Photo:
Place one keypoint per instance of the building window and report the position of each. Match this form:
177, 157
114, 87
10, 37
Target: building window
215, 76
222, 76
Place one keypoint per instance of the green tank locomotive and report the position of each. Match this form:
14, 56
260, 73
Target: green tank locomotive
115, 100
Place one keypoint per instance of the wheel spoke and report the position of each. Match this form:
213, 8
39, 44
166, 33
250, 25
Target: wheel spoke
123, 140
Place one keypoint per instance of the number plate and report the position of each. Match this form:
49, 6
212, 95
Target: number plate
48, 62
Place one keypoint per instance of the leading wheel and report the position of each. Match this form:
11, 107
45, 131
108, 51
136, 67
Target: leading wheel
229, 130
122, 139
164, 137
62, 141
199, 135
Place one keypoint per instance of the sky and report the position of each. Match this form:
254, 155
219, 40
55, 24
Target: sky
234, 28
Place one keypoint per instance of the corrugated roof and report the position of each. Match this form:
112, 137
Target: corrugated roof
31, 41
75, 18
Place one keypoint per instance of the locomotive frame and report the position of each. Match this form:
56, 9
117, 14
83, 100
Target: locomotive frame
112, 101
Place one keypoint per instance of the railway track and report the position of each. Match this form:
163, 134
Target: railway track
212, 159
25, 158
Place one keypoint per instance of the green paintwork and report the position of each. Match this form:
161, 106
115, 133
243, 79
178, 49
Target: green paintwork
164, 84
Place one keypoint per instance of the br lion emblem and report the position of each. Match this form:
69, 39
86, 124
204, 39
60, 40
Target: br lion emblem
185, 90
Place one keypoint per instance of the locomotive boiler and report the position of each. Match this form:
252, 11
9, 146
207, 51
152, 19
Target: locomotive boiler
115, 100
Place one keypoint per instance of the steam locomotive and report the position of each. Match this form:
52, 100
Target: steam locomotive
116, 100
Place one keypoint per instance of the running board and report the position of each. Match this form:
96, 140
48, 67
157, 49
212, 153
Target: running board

_____

Exercise brief: In all of the lines above, swap "keypoint" for "marker" wherever it occurs, and keep everything else the same.

Solution to this problem:
Photo:
Place one marker per instance of the building window and report the position of each. Match this form:
177, 157
114, 87
10, 37
Target: building window
215, 76
222, 76
Place one marker per instance of the green tank locomotive and report the position of each. Match this form:
14, 56
260, 73
Target: green tank locomotive
115, 100
Place one marker per instance of the wheel spoke and report the position of each. Match this form:
213, 8
39, 44
166, 33
250, 25
Target: wheel spoke
123, 140
Place one marker per instance of the number plate and report the position of each. Match this form:
49, 6
212, 95
Target: number plate
48, 62
Place one marker per instance of the leading wheel and report the position of each. Match this form:
11, 107
45, 131
108, 51
136, 67
Target: leading wheel
229, 130
122, 139
164, 137
62, 141
199, 135
Place one marker per instance of the sky and report the position of each. Match this form:
254, 155
219, 40
55, 24
Target: sky
234, 28
Place one marker per instance of the corrugated roof and report the position of each. Match this form:
112, 137
Target: corrugated roof
31, 41
75, 18
Place one marker per instance of the locomotive frame and report the position of each. Match this form:
56, 9
117, 14
83, 100
Target: locomotive frame
112, 101
Place one marker per instance of the railway track and report the position of each. Match this form:
163, 134
Target: railway track
212, 159
25, 158
Place one marker per instance of the green paintwork and report the position of each. Match this form:
161, 106
115, 133
243, 79
178, 49
Target: green paintwork
164, 84
Place one marker per instance of the br lion emblem and report the position of each. Match this form:
69, 39
86, 124
204, 39
60, 40
Target: br lion emblem
185, 90
Place one marker per instance of the locomotive boiler and report the position of each. Match this form:
252, 11
9, 146
207, 51
152, 19
Target: locomotive boiler
115, 100
Place one marker per instance of the steam locomotive and report the position of each. Match this form:
52, 100
Target: steam locomotive
116, 100
Place one marker per instance of the running board and report the position of each. Match this form:
96, 140
48, 67
157, 49
212, 153
Target: running board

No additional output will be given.